* BEGIN Recorded data *

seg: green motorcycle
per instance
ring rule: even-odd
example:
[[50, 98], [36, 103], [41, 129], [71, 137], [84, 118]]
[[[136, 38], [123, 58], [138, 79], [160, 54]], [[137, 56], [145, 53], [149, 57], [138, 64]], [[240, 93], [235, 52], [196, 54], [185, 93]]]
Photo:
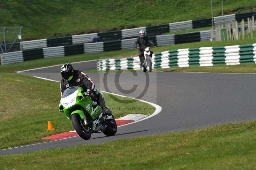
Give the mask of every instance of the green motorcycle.
[[[93, 133], [114, 135], [117, 126], [114, 116], [103, 113], [102, 109], [92, 100], [92, 96], [84, 96], [83, 90], [79, 87], [66, 89], [60, 99], [60, 112], [71, 119], [76, 132], [85, 140], [89, 139]], [[102, 94], [100, 90], [97, 89], [97, 91]]]

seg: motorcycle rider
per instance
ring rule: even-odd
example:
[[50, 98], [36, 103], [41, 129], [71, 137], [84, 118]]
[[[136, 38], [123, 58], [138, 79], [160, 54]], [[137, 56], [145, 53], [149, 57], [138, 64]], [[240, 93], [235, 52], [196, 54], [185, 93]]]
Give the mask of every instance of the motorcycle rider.
[[139, 33], [140, 36], [137, 38], [135, 41], [134, 46], [135, 47], [140, 47], [139, 49], [139, 56], [140, 57], [140, 65], [141, 66], [144, 59], [143, 47], [154, 46], [154, 43], [153, 41], [149, 40], [148, 37], [146, 35], [144, 30], [141, 30]]
[[84, 95], [91, 96], [93, 100], [96, 100], [102, 109], [103, 114], [108, 115], [112, 114], [112, 112], [106, 106], [103, 95], [94, 88], [94, 83], [88, 75], [82, 72], [75, 70], [73, 65], [70, 63], [61, 66], [60, 73], [62, 76], [60, 86], [61, 96], [65, 90], [68, 88], [73, 86], [80, 87], [84, 90], [82, 92], [86, 91]]

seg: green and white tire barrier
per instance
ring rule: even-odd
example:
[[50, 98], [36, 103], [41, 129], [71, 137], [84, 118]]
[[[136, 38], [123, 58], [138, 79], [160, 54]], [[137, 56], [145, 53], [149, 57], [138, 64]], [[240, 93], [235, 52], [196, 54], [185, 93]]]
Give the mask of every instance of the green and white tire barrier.
[[[179, 49], [153, 54], [153, 68], [212, 66], [226, 64], [256, 63], [256, 43], [231, 46]], [[103, 60], [97, 63], [98, 70], [140, 69], [139, 57]]]
[[129, 69], [139, 70], [140, 58], [138, 57], [120, 59], [106, 59], [97, 63], [98, 70], [125, 70]]

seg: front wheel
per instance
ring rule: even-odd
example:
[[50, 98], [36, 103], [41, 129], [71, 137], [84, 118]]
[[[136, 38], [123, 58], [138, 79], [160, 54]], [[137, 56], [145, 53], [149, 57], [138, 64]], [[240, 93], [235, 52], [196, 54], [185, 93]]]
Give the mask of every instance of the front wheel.
[[115, 118], [114, 118], [108, 121], [107, 123], [107, 128], [102, 132], [107, 136], [113, 136], [116, 134], [117, 130], [117, 126]]
[[85, 125], [84, 122], [78, 114], [72, 114], [71, 120], [76, 131], [80, 137], [85, 140], [91, 138], [92, 135], [91, 128], [88, 125]]
[[147, 68], [143, 66], [141, 66], [141, 70], [143, 72], [146, 72], [147, 71]]
[[151, 60], [148, 59], [147, 60], [148, 61], [148, 67], [147, 67], [147, 70], [148, 72], [152, 71], [152, 62]]

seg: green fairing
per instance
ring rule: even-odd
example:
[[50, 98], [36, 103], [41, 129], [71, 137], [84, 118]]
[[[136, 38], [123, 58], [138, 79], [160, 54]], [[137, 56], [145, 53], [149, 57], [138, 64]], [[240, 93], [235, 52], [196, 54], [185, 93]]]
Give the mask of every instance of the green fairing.
[[[87, 120], [89, 120], [89, 122], [91, 123], [92, 125], [92, 131], [93, 131], [93, 121], [100, 114], [102, 109], [100, 107], [97, 106], [94, 109], [92, 105], [93, 103], [93, 101], [90, 96], [84, 97], [83, 93], [82, 93], [83, 89], [81, 87], [78, 87], [78, 92], [76, 95], [75, 104], [68, 108], [66, 108], [65, 106], [60, 102], [59, 105], [59, 111], [61, 112], [64, 112], [70, 119], [71, 120], [71, 116], [74, 114], [78, 114], [81, 118], [84, 120], [85, 115], [91, 117], [91, 119], [88, 119]], [[97, 89], [99, 93], [102, 94], [102, 92], [100, 89]], [[87, 104], [88, 105], [87, 106]], [[88, 107], [90, 106], [90, 107]], [[81, 106], [80, 107], [80, 106]], [[83, 109], [81, 109], [81, 107]], [[74, 108], [75, 110], [74, 110]], [[86, 114], [85, 112], [87, 114]]]

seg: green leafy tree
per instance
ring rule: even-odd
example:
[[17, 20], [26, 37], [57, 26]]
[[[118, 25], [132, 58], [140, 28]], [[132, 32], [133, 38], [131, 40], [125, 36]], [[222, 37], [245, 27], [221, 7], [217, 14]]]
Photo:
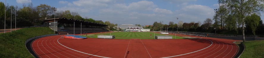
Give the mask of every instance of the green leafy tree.
[[50, 6], [46, 4], [40, 4], [37, 7], [37, 11], [39, 12], [40, 18], [42, 20], [47, 18], [49, 15], [52, 14], [53, 9]]
[[246, 18], [245, 24], [248, 30], [251, 30], [252, 33], [255, 35], [255, 31], [258, 26], [260, 17], [255, 14], [253, 14]]
[[231, 13], [235, 14], [239, 21], [242, 21], [243, 41], [245, 38], [245, 23], [246, 18], [256, 13], [260, 15], [260, 12], [264, 12], [264, 0], [219, 0], [219, 5], [227, 8]]

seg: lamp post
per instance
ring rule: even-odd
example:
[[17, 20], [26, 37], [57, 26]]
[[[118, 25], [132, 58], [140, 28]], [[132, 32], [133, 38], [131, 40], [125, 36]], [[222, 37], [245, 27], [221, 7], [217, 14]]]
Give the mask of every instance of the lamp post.
[[54, 34], [55, 33], [55, 13], [56, 13], [56, 11], [57, 11], [57, 8], [55, 8], [55, 7], [54, 8], [54, 10], [53, 10], [53, 11], [54, 11], [54, 28], [53, 28], [53, 30], [54, 30]]
[[[177, 19], [177, 20], [178, 20], [178, 19], [179, 19], [179, 18], [178, 18], [178, 17], [176, 17], [176, 18]], [[178, 25], [177, 24], [177, 33], [178, 34]], [[175, 34], [175, 36], [176, 36], [176, 34]]]
[[12, 5], [11, 5], [11, 25], [10, 25], [10, 32], [12, 32]]
[[7, 0], [5, 0], [5, 2], [4, 3], [4, 33], [5, 33], [5, 19], [6, 19], [6, 5], [7, 4]]
[[216, 28], [214, 28], [214, 29], [215, 29], [215, 31], [216, 31], [216, 32], [215, 32], [215, 33], [216, 33]]
[[[162, 23], [163, 23], [163, 21], [162, 21]], [[163, 31], [163, 24], [162, 24], [162, 23], [161, 23], [161, 24], [162, 24], [162, 27], [161, 27], [161, 33], [162, 33], [162, 31]]]
[[[216, 15], [217, 15], [216, 14], [217, 14], [217, 9], [214, 9], [214, 10], [215, 10], [216, 11], [215, 11], [215, 12], [216, 12], [216, 18], [217, 18], [217, 17], [217, 17], [217, 16], [216, 16]], [[216, 20], [216, 19], [215, 20]], [[216, 24], [216, 23], [215, 23], [215, 24]], [[214, 29], [215, 29], [215, 30], [216, 35], [216, 28], [214, 28]]]
[[17, 10], [16, 10], [16, 8], [15, 9], [15, 31], [16, 31], [16, 12], [17, 12]]

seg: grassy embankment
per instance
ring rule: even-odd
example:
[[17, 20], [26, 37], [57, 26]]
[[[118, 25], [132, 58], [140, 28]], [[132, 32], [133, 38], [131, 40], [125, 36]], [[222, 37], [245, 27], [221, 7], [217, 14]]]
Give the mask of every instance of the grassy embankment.
[[243, 43], [246, 49], [240, 58], [264, 58], [264, 40]]
[[26, 28], [0, 33], [0, 58], [34, 58], [26, 47], [26, 41], [35, 36], [53, 34], [48, 27]]
[[[175, 36], [171, 35], [166, 35], [166, 34], [161, 34], [158, 33], [151, 32], [119, 32], [111, 33], [111, 35], [115, 35], [115, 39], [154, 39], [155, 36], [166, 36], [168, 35], [172, 36], [172, 39], [175, 39]], [[94, 34], [94, 35], [84, 36], [87, 37], [88, 38], [97, 38], [98, 35], [110, 35], [110, 33], [103, 33], [97, 34]], [[152, 35], [152, 37], [150, 37], [150, 34]], [[89, 36], [93, 37], [90, 37]], [[185, 38], [180, 37], [176, 36], [176, 39], [185, 39]]]

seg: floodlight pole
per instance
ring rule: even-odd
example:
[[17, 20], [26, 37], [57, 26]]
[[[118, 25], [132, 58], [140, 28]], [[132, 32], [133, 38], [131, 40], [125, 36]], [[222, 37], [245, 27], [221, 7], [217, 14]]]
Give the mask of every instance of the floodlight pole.
[[57, 10], [56, 9], [57, 8], [55, 8], [55, 7], [54, 8], [54, 10], [53, 10], [53, 11], [54, 11], [54, 28], [53, 28], [53, 30], [54, 30], [54, 34], [55, 33], [55, 13], [56, 13], [56, 11]]
[[73, 22], [73, 37], [75, 34], [75, 22]]
[[11, 5], [11, 25], [10, 28], [10, 32], [12, 32], [12, 5]]
[[[162, 23], [163, 23], [163, 21], [162, 21]], [[161, 23], [161, 24], [162, 24], [162, 27], [161, 27], [161, 33], [162, 33], [162, 31], [163, 31], [163, 24], [162, 24], [162, 23]]]
[[15, 31], [16, 31], [16, 11], [17, 11], [16, 9], [15, 9]]
[[5, 0], [5, 2], [4, 3], [4, 33], [5, 33], [5, 19], [6, 19], [6, 4], [7, 4], [7, 0]]

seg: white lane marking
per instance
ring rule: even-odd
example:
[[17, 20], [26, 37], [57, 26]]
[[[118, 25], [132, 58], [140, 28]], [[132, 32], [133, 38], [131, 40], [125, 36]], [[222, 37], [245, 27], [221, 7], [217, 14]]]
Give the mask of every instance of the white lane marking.
[[211, 41], [211, 40], [207, 40], [207, 39], [205, 39], [205, 40], [209, 40], [209, 41], [210, 41], [210, 42], [211, 42], [211, 45], [210, 45], [210, 46], [208, 46], [208, 47], [206, 47], [206, 48], [203, 48], [203, 49], [201, 49], [201, 50], [198, 50], [198, 51], [194, 51], [194, 52], [191, 52], [191, 53], [186, 53], [186, 54], [181, 54], [181, 55], [176, 55], [176, 56], [171, 56], [171, 57], [162, 57], [162, 58], [166, 58], [172, 57], [177, 57], [177, 56], [181, 56], [181, 55], [186, 55], [186, 54], [190, 54], [192, 53], [193, 53], [195, 52], [197, 52], [197, 51], [201, 51], [201, 50], [203, 50], [205, 49], [205, 48], [208, 48], [208, 47], [209, 47], [210, 46], [212, 46], [212, 45], [213, 44], [213, 42], [212, 42], [212, 41]]
[[129, 42], [128, 42], [128, 48], [127, 48], [127, 50], [125, 51], [125, 57], [124, 57], [124, 58], [125, 58], [125, 55], [126, 55], [127, 52], [128, 51], [128, 46], [129, 46], [129, 43], [130, 43], [130, 40], [131, 40], [131, 39], [129, 40]]
[[142, 44], [143, 44], [143, 46], [144, 46], [144, 47], [145, 47], [145, 48], [146, 48], [146, 50], [147, 50], [147, 53], [149, 54], [149, 55], [150, 55], [150, 58], [152, 58], [151, 57], [151, 56], [150, 56], [150, 53], [148, 52], [148, 51], [147, 51], [147, 48], [146, 48], [146, 46], [145, 46], [145, 45], [144, 45], [144, 44], [143, 43], [143, 42], [142, 42], [142, 41], [141, 40], [141, 39], [140, 39], [140, 41], [141, 41], [141, 43], [142, 43]]
[[62, 45], [59, 42], [59, 39], [60, 39], [60, 38], [59, 38], [59, 39], [58, 39], [58, 40], [57, 40], [57, 41], [58, 42], [58, 43], [59, 43], [59, 44], [60, 44], [62, 46], [64, 46], [64, 47], [66, 47], [66, 48], [69, 48], [69, 49], [71, 49], [71, 50], [73, 50], [75, 51], [77, 51], [77, 52], [80, 52], [80, 53], [84, 53], [84, 54], [89, 54], [89, 55], [92, 55], [92, 56], [95, 56], [98, 57], [102, 57], [102, 58], [110, 58], [110, 57], [102, 57], [102, 56], [97, 56], [97, 55], [94, 55], [92, 54], [87, 54], [87, 53], [84, 53], [84, 52], [81, 52], [81, 51], [77, 51], [77, 50], [74, 50], [74, 49], [71, 49], [71, 48], [68, 48], [68, 47], [66, 47], [66, 46], [64, 46], [64, 45]]

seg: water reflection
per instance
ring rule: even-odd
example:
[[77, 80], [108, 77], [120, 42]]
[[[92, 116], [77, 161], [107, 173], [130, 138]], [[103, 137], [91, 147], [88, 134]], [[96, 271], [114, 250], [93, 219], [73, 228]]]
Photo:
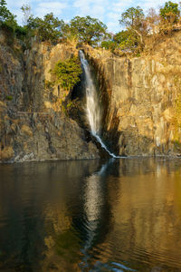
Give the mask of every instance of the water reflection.
[[0, 165], [0, 271], [180, 271], [181, 161]]

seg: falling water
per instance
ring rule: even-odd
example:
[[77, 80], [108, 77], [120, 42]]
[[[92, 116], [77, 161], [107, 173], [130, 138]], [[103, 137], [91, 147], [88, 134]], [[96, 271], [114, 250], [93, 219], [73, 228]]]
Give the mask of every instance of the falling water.
[[90, 123], [90, 132], [100, 143], [101, 147], [113, 158], [119, 158], [111, 153], [106, 145], [102, 142], [100, 131], [101, 124], [101, 110], [100, 105], [100, 100], [98, 92], [91, 78], [90, 65], [85, 59], [85, 55], [81, 50], [80, 50], [81, 62], [85, 72], [86, 80], [86, 116]]

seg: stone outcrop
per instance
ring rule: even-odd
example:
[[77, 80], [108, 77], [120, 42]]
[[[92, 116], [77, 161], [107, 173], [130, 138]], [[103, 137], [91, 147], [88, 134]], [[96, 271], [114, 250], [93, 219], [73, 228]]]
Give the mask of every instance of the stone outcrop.
[[35, 41], [23, 53], [0, 43], [0, 162], [99, 158], [84, 131], [62, 111], [68, 94], [50, 85], [55, 63], [77, 53], [65, 44]]
[[178, 32], [138, 57], [84, 48], [106, 103], [103, 137], [117, 154], [180, 156], [180, 44]]

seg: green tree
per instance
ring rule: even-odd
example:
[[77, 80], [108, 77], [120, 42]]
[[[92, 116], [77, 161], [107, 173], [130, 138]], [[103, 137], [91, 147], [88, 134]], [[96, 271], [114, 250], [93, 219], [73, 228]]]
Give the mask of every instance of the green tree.
[[180, 16], [178, 4], [171, 1], [166, 2], [165, 6], [159, 9], [159, 15], [164, 21], [176, 24]]
[[36, 31], [40, 39], [57, 43], [62, 35], [62, 27], [64, 24], [62, 20], [54, 17], [52, 13], [44, 15], [43, 19], [31, 15], [27, 20], [28, 29]]
[[117, 33], [113, 41], [120, 49], [131, 49], [138, 44], [137, 34], [130, 30], [122, 30]]
[[101, 47], [107, 50], [114, 51], [117, 44], [114, 41], [103, 41], [101, 42]]
[[0, 0], [0, 22], [13, 22], [15, 16], [7, 9], [6, 2]]
[[77, 57], [70, 58], [64, 62], [59, 61], [52, 73], [56, 75], [56, 83], [69, 92], [80, 82], [81, 63]]
[[31, 6], [29, 5], [23, 5], [21, 10], [24, 14], [23, 24], [27, 25], [28, 20], [31, 17]]
[[139, 6], [130, 7], [122, 13], [119, 24], [126, 26], [129, 42], [137, 40], [138, 45], [142, 50], [144, 47], [143, 35], [147, 33], [145, 15]]
[[100, 20], [90, 16], [74, 17], [71, 20], [68, 28], [72, 35], [78, 37], [79, 42], [90, 45], [96, 45], [108, 36], [107, 26]]
[[139, 6], [129, 7], [126, 12], [122, 13], [119, 24], [127, 28], [134, 28], [139, 30], [145, 15], [142, 8]]

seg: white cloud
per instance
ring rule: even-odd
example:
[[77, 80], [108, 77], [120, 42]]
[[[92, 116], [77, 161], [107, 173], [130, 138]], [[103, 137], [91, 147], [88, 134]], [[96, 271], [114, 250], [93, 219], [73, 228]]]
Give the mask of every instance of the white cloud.
[[43, 16], [46, 14], [52, 12], [55, 16], [59, 16], [64, 9], [68, 7], [66, 3], [61, 2], [40, 2], [33, 9], [35, 15]]
[[[110, 31], [120, 30], [119, 19], [129, 7], [139, 5], [146, 12], [149, 7], [165, 4], [167, 0], [6, 0], [10, 11], [17, 15], [18, 23], [22, 22], [21, 6], [28, 4], [36, 16], [43, 17], [52, 12], [55, 16], [65, 21], [75, 15], [90, 15], [98, 18], [108, 25]], [[175, 2], [179, 3], [179, 0]]]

* END Recorded data *

## Problem description
Copy the entries above word for word, from the very start through the line containing "89], [97, 91]]]", including that line. Leave out the pictures.

## Exercise response
seg: green motorcycle
per instance
ring rule: even-odd
example:
[[50, 98], [36, 103], [41, 129], [71, 137], [84, 118]]
[[[136, 38], [123, 58], [138, 79], [160, 54]], [[137, 56], [145, 53], [149, 57], [138, 64]], [[240, 93], [235, 52], [196, 54], [185, 93]]]
Photo:
Give the mask of every instance of the green motorcycle.
[[[93, 133], [114, 135], [117, 126], [114, 116], [103, 113], [102, 109], [92, 100], [92, 96], [84, 96], [83, 90], [79, 87], [66, 89], [60, 99], [60, 112], [71, 119], [76, 132], [85, 140], [89, 139]], [[102, 94], [100, 90], [97, 89], [97, 91]]]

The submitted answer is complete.